(Beginning of Text segment)

Well, this may have nothing to do with suburban survival, or survivalism as we define it in general. But, I found out tonight, my neighbor in NJ died from cancer. She was older, yes. But a very, very , very nice person. She lived with her son and his wife next door to me. I mostly saw her walking their dog (Dexter) outside their house when I was coming and going, and she always had a kind word. Somehow, I know, Dexter will miss her. We would chat very briefly from time to time, but I never knew she had cancer, and she never mentioned it. She never complained of pain, never looked like she was suffering.
I was on my way out the door to meet a friend when I heard about it this evening. That was about five hours ago. Now it is almost 11:00 p.m. EST, and I am finally realizing, I will not see her walking Dexter tomorrow, or get to exchange those kind words again. A somber moment, for sure, when you realize a simple moment is gone forever.
She was one of the few neighbors I knew or communicated with in my neighborhood. She kept to herself, didn’t seem to pass judgement, and apparently did not look or sympathy in public. She was a nice lady, that I suddenly wish I got to know more. I’ll miss her.
Well, sorry for a rant, but it was a very personal moment, and I felt like I had to share it with someone. There was no one here to share it with when I got home, so I hope you understand. 🙂
Be good to one another.
I raise my glass to you for another personal moment. Life moves too fast, expecially in the big city. We are always in a rush to go here and there. We too often take it for granted and unfornately it takes death to remind us to appreciate it more. We need to not only appreciate our lives, but the lives of those around us. We should all take the time to be more kind, polite, human and personable to one another. Most animals are more humane to one another than society as a whole. I agree with you Sub, let’s be good to one another. Let’s make life more personal.
Sorry for your loss. Hopefully she lived her life to the fullest, or at least didn’t have many regrets (I guess we all have a few, some more than others).
Earlier this year a guy at work died of cancer, but he was 39/40ish with two kids. I can honestly say he was one of the nicest people I’ve ever met and he is truly missed. Made me focus on what my family (wife, two young kids) would do if I die early. My wife, not so much into prepping. So I made out detailed instructions for my brothers on getting my family safe if/when the balloon goes up and I’m not here (and designated funds from my insurance to buy gear/food/etc.).

(End of Text segment)
(Beginning of Study material)

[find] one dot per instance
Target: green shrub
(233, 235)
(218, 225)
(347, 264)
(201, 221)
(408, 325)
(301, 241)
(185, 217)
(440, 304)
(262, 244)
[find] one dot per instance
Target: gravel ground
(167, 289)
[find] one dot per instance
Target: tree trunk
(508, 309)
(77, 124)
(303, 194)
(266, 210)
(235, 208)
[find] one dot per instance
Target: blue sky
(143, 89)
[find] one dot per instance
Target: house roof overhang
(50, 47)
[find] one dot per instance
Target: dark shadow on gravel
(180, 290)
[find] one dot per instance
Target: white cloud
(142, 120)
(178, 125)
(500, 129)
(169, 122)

(End of Study material)

_Task list_.
A. In the post about the neighbor's death, why does the writer say they shared the news online? Answer in one to three sentences.
B. In the post about the neighbor's death, whom did the neighbor live with?
The listing is separate from the post about the neighbor's death.

_Results of the tasks_.
A. The writer says it was a very personal moment and they felt they had to share it with someone. There was no one at home to share it with when they got back.

B. She lived with her son and his wife.